Pick out every line in the listing below that contains the string "hair". Case counts.

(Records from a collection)
+===+

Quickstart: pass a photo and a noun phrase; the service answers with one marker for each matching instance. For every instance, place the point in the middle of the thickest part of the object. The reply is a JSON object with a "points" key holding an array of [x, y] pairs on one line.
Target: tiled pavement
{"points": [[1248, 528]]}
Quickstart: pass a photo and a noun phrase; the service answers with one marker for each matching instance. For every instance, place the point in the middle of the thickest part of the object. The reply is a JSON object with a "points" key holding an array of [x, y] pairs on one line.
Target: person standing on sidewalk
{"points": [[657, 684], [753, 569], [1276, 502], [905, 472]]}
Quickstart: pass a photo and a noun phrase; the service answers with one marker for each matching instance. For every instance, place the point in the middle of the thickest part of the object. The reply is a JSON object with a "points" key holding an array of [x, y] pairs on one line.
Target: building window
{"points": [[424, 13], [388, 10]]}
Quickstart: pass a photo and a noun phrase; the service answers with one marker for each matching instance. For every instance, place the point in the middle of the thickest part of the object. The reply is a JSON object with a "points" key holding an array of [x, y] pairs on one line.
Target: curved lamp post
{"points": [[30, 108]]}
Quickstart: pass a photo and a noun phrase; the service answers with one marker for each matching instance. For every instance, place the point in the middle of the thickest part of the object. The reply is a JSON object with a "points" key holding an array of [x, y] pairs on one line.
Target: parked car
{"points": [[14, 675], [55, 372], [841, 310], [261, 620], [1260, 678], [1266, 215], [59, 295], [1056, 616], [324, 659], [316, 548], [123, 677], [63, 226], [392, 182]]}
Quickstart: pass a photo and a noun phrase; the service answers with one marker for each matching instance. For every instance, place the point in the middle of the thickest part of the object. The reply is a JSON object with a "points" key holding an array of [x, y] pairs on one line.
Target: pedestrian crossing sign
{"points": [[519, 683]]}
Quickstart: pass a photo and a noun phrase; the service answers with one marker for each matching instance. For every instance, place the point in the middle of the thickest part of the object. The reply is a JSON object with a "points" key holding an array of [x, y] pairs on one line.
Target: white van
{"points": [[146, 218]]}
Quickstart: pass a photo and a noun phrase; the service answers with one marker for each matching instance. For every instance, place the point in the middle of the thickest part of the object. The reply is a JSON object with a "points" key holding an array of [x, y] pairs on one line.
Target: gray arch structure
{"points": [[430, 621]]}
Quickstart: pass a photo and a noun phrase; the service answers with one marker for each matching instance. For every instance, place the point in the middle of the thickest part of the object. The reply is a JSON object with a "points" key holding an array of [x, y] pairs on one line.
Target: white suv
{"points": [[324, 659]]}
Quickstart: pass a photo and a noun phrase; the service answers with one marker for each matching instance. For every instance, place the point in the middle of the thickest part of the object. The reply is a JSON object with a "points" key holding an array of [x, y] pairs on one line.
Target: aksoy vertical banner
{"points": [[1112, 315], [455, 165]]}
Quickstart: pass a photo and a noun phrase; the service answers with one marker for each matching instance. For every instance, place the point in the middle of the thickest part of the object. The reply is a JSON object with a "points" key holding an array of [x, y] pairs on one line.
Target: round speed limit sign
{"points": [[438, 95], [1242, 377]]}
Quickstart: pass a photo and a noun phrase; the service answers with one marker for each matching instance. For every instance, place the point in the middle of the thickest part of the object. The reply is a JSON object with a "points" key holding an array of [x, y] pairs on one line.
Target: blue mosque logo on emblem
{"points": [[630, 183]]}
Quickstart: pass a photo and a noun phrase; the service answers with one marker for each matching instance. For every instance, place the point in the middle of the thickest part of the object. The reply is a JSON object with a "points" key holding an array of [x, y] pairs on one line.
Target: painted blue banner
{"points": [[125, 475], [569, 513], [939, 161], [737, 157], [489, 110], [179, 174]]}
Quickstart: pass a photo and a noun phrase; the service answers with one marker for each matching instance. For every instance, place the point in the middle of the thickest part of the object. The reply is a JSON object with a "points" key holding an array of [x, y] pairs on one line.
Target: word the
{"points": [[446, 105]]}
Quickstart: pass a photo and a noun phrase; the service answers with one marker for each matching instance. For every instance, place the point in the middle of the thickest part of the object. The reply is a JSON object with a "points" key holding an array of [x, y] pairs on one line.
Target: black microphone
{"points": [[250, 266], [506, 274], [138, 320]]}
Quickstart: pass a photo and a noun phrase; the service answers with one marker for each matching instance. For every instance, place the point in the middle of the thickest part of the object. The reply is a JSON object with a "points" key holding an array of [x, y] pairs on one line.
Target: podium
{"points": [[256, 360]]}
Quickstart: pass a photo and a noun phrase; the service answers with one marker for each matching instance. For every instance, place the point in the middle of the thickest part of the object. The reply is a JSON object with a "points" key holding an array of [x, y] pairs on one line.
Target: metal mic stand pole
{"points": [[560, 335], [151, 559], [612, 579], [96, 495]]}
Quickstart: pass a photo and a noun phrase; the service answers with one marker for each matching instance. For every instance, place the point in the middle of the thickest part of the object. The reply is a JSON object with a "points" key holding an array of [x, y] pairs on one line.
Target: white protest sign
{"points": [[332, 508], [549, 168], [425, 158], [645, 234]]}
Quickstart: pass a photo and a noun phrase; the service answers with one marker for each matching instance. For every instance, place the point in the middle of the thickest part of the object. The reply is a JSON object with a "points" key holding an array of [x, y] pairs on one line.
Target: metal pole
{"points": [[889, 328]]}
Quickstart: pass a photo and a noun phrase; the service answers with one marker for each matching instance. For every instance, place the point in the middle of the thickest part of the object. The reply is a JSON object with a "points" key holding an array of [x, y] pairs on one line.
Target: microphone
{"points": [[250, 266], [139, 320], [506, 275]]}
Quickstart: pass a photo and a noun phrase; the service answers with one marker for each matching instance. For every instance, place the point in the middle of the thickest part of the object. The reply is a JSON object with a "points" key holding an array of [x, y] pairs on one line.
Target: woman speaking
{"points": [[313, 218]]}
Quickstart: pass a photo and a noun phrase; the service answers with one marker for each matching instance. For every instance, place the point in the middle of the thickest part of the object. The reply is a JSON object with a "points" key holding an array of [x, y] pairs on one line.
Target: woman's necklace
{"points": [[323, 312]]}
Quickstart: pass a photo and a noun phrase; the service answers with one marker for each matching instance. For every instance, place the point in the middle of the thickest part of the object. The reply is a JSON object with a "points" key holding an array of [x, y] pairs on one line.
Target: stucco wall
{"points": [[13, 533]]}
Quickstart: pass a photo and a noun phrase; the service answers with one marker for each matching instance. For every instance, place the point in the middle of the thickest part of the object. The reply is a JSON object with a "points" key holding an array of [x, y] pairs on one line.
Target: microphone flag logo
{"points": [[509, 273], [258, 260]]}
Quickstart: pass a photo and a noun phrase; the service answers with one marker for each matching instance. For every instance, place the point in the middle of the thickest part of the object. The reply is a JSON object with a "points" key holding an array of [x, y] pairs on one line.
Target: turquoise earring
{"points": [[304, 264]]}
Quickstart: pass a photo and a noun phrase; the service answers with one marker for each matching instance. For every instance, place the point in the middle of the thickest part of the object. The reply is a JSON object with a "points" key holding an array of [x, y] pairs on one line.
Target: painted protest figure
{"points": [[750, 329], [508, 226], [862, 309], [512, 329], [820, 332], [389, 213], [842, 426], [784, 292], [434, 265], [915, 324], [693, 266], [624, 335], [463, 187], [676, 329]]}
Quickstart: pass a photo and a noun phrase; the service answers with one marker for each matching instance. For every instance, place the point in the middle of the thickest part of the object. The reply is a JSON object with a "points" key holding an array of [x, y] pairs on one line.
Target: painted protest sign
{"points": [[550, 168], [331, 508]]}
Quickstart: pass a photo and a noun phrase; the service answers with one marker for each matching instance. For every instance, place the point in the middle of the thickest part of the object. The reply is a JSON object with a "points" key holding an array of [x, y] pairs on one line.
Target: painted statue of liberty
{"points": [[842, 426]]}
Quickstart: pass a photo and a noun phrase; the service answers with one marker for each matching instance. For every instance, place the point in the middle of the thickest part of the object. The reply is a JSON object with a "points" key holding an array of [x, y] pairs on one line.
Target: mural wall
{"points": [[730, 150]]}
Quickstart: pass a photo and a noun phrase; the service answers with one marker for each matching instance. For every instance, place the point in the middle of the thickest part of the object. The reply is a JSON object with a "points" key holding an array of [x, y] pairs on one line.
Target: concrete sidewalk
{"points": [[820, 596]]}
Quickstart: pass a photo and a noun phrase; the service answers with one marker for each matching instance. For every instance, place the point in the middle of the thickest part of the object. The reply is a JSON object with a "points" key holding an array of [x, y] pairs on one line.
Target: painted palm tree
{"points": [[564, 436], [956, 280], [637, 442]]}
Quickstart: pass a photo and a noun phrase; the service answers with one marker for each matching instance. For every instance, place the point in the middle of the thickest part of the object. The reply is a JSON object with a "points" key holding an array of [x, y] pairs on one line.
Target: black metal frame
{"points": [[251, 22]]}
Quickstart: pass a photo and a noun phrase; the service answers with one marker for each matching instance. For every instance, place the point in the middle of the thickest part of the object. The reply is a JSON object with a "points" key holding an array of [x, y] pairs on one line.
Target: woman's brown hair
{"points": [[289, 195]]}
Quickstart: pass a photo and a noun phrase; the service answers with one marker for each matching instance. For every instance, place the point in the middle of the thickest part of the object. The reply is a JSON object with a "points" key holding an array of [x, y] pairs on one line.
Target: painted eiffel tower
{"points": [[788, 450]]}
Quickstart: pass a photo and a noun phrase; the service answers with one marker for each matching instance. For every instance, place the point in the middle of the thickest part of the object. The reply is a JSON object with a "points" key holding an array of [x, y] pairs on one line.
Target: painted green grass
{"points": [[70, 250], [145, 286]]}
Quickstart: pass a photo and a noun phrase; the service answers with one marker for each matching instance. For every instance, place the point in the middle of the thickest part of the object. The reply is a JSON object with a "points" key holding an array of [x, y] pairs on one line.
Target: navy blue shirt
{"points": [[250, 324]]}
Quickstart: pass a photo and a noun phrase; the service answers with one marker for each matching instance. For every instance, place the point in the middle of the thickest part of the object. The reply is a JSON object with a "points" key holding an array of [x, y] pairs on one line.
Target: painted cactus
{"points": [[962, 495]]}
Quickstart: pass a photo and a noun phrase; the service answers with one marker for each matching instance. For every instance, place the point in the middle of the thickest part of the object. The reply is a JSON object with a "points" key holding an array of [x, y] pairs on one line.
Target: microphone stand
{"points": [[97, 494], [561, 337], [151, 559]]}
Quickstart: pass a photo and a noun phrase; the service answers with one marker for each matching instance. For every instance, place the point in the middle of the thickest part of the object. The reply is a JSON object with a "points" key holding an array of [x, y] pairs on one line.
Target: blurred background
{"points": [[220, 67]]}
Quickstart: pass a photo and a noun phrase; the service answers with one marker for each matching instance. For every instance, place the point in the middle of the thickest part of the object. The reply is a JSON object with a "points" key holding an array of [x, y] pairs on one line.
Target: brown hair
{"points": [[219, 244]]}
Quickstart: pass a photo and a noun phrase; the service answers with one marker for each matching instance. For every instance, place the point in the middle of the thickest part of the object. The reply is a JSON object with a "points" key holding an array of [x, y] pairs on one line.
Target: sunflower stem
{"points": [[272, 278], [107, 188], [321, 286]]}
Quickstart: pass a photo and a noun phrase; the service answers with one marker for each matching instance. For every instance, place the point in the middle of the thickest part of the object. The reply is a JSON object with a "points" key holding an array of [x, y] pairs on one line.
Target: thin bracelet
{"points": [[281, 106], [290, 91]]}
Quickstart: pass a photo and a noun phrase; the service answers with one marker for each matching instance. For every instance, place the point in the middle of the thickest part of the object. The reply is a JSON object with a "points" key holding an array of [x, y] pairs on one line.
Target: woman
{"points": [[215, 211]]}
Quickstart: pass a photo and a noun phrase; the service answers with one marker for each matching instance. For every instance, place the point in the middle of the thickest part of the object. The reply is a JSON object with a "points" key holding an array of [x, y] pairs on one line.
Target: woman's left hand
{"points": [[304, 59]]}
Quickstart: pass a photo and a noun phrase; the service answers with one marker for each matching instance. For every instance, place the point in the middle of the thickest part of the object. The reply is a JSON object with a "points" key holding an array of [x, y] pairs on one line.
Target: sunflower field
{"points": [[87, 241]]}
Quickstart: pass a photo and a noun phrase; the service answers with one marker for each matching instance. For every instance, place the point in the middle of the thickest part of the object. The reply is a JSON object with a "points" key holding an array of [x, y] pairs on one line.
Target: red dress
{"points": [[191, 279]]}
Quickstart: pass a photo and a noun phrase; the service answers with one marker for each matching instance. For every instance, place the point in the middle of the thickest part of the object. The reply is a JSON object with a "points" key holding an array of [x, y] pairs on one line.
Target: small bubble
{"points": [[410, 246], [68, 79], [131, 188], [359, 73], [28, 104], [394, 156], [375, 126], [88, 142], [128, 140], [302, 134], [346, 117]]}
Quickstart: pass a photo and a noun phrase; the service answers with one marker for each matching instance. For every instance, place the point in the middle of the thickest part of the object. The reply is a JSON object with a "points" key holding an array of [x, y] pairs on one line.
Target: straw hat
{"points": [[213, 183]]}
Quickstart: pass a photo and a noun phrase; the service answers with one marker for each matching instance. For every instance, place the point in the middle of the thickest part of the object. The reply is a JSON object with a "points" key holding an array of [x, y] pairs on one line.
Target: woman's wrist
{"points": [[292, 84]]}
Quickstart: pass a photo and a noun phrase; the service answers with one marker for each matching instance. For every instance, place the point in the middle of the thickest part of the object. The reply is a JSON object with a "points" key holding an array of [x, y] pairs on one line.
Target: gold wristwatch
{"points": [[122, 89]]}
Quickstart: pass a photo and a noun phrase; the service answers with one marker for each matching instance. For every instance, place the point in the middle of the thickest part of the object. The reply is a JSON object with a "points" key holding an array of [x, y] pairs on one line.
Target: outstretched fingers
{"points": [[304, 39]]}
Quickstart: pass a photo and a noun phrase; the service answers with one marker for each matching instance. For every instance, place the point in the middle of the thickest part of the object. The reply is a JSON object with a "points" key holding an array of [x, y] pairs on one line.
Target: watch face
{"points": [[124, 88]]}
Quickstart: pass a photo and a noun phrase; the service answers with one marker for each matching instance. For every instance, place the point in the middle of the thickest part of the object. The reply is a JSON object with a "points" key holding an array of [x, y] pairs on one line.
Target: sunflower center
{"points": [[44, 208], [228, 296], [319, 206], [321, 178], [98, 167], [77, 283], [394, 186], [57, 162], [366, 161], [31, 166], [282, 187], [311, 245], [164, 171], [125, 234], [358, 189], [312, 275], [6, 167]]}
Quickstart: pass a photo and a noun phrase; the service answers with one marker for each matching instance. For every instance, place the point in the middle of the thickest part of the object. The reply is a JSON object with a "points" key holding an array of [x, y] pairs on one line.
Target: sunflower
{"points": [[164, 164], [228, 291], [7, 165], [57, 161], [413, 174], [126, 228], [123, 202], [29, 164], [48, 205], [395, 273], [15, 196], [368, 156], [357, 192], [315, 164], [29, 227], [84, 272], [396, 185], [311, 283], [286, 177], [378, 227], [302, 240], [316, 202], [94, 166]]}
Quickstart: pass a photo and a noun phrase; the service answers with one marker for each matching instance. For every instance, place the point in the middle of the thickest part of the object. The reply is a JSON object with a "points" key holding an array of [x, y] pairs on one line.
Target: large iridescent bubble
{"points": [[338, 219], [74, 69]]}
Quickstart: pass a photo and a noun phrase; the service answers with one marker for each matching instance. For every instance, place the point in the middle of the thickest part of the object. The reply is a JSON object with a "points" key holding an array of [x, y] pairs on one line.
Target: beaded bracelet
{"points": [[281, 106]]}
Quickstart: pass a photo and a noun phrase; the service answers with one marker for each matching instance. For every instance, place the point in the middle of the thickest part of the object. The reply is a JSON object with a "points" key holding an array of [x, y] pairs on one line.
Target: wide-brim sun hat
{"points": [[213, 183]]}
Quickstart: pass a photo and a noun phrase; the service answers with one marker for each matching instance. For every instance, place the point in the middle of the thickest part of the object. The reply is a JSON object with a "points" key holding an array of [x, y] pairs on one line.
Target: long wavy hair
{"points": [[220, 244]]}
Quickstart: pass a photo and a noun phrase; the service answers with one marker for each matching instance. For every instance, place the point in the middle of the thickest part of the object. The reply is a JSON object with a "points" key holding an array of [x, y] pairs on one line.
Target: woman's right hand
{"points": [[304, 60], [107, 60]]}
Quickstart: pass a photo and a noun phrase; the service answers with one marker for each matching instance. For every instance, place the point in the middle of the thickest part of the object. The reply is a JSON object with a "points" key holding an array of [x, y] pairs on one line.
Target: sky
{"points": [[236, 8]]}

+===+

__Solution to this problem__.
Target: woman's brown hair
Target: brown hair
Target: long wavy hair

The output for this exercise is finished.